start

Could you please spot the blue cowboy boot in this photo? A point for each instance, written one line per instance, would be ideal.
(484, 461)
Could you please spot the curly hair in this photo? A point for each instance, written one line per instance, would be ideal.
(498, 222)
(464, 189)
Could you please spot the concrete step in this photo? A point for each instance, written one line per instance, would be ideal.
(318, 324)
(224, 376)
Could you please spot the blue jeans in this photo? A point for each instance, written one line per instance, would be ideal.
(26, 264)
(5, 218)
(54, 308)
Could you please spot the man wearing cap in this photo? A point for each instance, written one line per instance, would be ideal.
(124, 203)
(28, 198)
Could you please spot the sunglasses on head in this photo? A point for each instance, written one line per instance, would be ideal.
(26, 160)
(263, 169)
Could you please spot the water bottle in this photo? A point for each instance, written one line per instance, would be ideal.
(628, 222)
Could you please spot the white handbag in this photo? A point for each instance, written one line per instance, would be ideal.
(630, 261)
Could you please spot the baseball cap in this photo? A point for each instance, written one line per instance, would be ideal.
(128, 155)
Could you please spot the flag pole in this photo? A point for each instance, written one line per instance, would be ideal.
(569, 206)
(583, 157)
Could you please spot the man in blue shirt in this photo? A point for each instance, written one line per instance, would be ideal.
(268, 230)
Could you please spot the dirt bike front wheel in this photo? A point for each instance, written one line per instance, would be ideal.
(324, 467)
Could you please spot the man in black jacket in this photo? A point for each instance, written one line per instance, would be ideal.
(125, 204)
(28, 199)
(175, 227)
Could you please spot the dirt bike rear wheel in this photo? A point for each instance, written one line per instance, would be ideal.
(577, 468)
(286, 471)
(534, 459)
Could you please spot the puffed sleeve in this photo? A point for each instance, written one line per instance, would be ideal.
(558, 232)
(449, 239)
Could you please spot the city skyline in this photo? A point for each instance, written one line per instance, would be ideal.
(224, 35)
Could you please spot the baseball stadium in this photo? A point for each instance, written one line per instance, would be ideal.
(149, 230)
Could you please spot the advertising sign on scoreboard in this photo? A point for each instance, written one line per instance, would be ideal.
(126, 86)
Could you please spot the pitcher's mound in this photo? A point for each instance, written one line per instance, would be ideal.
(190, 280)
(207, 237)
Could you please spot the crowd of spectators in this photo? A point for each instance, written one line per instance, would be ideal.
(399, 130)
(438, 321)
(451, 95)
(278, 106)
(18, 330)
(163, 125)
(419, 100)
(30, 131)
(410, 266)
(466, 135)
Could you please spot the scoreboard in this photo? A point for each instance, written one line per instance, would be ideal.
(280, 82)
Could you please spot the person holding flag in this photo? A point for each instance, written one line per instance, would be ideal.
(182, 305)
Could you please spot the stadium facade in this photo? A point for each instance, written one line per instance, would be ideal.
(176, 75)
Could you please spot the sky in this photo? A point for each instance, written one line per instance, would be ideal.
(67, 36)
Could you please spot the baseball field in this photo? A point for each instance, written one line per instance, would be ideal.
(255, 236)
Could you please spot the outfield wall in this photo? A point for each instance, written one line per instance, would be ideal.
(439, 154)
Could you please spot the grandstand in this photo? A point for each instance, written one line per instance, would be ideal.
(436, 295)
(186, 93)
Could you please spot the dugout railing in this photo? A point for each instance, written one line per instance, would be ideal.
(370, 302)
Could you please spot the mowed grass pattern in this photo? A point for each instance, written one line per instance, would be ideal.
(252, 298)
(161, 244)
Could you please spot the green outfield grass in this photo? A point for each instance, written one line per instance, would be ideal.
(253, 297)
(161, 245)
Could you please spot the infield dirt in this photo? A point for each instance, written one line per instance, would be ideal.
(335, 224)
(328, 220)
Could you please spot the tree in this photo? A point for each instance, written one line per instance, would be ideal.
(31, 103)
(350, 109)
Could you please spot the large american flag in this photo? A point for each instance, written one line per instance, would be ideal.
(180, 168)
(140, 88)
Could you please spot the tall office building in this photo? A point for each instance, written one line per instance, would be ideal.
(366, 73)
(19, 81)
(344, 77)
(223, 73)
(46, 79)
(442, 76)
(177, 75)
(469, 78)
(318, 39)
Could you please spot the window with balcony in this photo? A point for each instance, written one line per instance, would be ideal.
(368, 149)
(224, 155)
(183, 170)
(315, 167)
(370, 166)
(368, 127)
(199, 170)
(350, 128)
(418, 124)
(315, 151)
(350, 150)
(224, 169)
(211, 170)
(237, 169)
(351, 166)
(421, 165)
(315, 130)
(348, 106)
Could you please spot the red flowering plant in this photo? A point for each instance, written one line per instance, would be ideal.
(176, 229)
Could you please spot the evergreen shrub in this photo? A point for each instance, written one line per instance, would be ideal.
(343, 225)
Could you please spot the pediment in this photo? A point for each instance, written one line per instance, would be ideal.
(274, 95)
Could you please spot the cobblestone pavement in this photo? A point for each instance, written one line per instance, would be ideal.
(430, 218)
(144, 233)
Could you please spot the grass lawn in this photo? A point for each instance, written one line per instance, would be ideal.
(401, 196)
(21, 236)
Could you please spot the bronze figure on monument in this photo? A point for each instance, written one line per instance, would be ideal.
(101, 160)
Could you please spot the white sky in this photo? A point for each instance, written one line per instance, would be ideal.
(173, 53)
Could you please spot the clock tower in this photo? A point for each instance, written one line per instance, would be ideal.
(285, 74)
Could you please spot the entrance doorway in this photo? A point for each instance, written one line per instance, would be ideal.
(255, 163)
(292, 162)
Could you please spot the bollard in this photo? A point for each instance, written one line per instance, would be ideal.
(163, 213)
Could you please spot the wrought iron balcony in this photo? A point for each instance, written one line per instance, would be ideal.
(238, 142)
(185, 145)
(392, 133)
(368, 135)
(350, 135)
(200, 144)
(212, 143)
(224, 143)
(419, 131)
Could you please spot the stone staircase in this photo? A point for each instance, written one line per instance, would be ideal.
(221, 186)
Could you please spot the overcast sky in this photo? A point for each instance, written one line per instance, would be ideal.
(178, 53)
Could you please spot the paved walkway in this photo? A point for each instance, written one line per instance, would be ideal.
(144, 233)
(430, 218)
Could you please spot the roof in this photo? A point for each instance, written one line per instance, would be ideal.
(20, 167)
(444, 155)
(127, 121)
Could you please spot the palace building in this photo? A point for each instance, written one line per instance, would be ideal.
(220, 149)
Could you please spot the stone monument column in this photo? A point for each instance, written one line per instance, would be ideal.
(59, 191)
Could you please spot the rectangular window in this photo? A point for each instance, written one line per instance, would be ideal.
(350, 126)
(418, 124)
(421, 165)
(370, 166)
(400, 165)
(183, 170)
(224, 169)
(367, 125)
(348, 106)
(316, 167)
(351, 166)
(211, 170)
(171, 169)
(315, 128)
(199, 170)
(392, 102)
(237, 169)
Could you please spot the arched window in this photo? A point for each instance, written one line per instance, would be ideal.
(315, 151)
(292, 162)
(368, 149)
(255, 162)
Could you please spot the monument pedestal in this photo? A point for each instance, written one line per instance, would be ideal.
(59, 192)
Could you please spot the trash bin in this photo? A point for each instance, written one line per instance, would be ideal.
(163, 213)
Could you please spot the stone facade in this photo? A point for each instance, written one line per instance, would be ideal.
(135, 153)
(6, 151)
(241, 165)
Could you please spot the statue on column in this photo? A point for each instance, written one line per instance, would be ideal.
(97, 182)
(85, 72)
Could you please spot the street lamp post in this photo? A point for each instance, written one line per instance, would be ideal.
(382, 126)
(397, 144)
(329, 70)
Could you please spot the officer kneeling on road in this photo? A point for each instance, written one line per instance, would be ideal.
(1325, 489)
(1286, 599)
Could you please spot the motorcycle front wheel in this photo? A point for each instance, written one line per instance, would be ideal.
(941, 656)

end

Retype exactly, please, each line from the line that contains "Could you please spot the statue" through the last line of the entries above, with nothing added.

Task result:
Could you please spot the statue on column in this photo? A point for each instance, written one line per instance, would be ideal.
(97, 182)
(85, 72)
Could you please spot the street lamp post in this photo? A point for each instance, written one line per instance, would be ideal.
(382, 126)
(397, 144)
(329, 70)
Could you please spot the officer kneeling on road in this photo? A point for each instance, written one line per instance, would be ideal.
(1325, 489)
(1286, 599)
Could you please spot the motorcycle front wheel in this photo? A point for each instance, written one line per instance, would be ideal.
(941, 656)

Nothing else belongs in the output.